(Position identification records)
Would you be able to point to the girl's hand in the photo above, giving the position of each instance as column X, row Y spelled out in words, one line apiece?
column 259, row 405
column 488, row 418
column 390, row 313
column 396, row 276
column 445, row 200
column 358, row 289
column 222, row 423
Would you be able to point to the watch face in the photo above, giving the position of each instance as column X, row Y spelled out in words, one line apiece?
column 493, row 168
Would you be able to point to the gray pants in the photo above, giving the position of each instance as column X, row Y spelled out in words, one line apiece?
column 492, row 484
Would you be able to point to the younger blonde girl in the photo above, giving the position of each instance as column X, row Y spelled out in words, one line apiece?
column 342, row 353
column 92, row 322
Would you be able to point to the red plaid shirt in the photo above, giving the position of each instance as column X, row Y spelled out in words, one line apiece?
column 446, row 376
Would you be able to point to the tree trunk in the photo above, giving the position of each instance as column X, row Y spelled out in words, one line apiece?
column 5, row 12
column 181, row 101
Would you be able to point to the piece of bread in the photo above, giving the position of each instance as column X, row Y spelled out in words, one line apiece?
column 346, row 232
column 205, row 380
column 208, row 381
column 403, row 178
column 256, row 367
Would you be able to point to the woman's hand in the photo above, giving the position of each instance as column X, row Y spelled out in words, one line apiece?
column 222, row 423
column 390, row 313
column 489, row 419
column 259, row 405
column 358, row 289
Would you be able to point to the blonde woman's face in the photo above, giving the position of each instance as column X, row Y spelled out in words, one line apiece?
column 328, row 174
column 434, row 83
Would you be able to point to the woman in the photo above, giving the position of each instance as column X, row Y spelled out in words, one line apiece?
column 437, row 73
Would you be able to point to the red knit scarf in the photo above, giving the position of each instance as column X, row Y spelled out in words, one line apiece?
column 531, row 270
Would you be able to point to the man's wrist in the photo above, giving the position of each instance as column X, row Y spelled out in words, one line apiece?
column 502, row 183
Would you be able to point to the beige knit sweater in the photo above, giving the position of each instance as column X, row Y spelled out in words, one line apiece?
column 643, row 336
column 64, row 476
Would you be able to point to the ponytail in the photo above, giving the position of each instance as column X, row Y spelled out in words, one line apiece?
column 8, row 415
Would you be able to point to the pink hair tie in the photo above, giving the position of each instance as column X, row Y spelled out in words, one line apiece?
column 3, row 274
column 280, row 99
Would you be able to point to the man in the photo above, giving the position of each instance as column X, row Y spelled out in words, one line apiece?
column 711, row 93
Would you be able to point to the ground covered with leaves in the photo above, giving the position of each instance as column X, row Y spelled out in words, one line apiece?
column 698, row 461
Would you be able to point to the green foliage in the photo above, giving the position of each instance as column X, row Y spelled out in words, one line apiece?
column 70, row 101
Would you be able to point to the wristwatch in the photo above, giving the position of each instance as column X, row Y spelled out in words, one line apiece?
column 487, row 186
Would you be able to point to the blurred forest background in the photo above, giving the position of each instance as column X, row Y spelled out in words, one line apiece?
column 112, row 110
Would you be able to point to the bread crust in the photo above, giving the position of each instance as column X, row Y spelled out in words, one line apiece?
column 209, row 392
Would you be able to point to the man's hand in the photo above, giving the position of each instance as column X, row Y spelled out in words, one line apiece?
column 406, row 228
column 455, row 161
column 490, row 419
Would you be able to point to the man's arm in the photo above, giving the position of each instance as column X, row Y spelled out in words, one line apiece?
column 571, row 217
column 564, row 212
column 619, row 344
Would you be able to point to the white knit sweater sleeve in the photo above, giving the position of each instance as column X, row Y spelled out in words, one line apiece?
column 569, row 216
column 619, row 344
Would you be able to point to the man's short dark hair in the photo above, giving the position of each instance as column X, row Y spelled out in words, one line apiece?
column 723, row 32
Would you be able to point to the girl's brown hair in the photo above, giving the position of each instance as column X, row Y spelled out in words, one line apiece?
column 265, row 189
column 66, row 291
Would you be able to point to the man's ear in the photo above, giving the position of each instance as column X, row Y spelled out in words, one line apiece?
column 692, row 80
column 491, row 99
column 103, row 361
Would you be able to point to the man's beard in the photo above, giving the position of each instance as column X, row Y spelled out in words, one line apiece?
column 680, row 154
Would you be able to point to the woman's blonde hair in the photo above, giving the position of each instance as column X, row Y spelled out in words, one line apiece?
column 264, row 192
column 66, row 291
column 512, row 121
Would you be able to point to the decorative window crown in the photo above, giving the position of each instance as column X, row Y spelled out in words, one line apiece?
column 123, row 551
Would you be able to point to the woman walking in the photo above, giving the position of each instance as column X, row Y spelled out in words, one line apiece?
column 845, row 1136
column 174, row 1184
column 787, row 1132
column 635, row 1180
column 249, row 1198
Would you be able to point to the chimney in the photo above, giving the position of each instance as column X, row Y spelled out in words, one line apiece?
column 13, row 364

• [Given request]: Quote the material word for word, starting at the line that contains "Would you be able to point to the blurred" and ending after the line that contains "column 112, row 110".

• [Correct result]:
Would you be able to point to the blurred forest background in the photo above, giving the position of each instance as column X, row Y spelled out in words, one line apiece?
column 112, row 110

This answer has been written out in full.